Dataset entries:
□ □ □ □ □

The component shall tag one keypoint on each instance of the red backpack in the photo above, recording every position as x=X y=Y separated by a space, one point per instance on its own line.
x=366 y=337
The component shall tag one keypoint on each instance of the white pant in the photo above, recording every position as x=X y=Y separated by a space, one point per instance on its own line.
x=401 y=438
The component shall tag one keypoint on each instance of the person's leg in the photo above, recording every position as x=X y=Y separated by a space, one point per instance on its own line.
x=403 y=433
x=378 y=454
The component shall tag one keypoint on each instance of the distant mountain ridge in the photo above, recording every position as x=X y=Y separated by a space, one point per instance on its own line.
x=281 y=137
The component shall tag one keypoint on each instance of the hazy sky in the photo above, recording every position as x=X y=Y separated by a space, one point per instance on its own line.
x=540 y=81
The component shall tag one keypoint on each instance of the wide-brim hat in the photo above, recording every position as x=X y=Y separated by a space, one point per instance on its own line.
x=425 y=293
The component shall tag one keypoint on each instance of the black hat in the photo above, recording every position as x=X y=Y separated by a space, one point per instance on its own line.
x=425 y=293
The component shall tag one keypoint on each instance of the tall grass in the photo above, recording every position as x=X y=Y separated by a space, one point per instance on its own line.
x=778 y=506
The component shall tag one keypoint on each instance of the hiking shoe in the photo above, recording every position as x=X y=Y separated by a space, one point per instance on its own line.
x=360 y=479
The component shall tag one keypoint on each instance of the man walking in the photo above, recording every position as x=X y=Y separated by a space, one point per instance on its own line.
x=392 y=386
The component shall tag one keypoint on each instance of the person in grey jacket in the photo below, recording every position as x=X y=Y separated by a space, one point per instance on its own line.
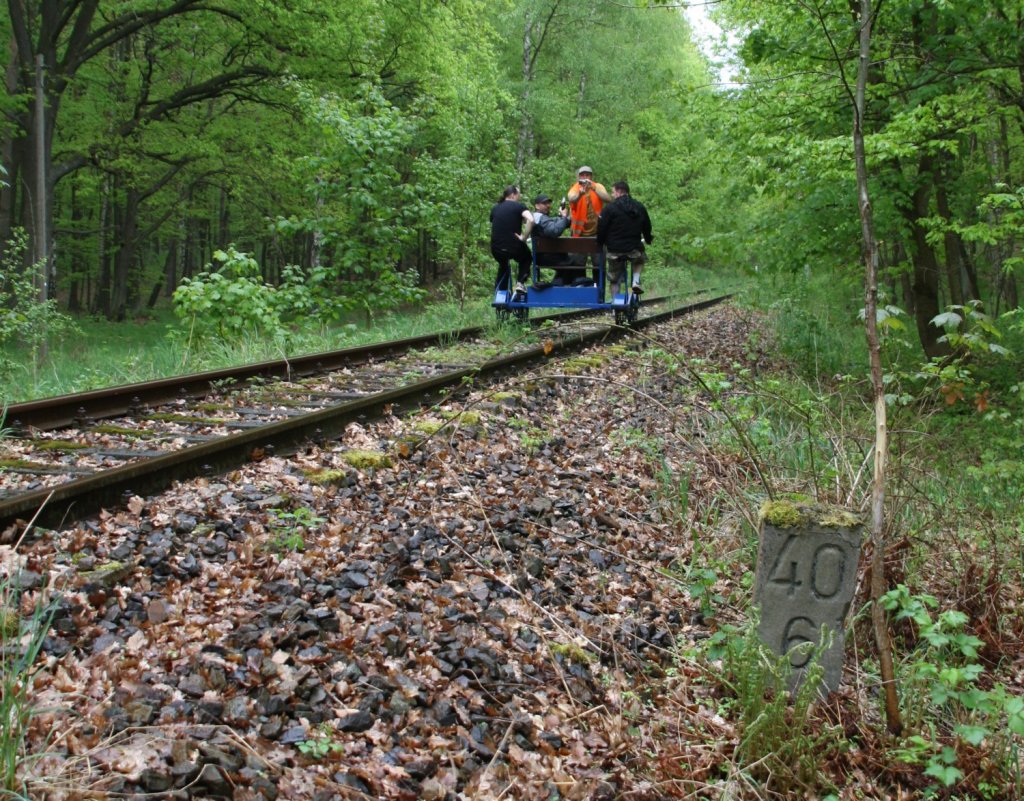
x=553 y=227
x=624 y=227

□ □ □ □ □

Written exercise:
Rewrite the lines from the one with "of the tall" up to and including the one with "x=392 y=386", replacing "instance" with "occurrence" and leaving everything else unchanged.

Result of the task:
The component shall tag one keypoint on each occurrence of the tall grass in the photo above, recording every position as x=X y=Y separated by a space, one point per occurrence on its own line.
x=778 y=506
The component shall tag one keypoint on each occurrence of the hiking shoe in the photo above, recording every position as x=X y=Y separated by a space, one point per occurrence on its own line.
x=360 y=479
The component shall tag one keypoint on each occurrence of the man walking in the photo above, recording every position as x=X y=Y separated by a space, one point per occurrence on its own line.
x=392 y=386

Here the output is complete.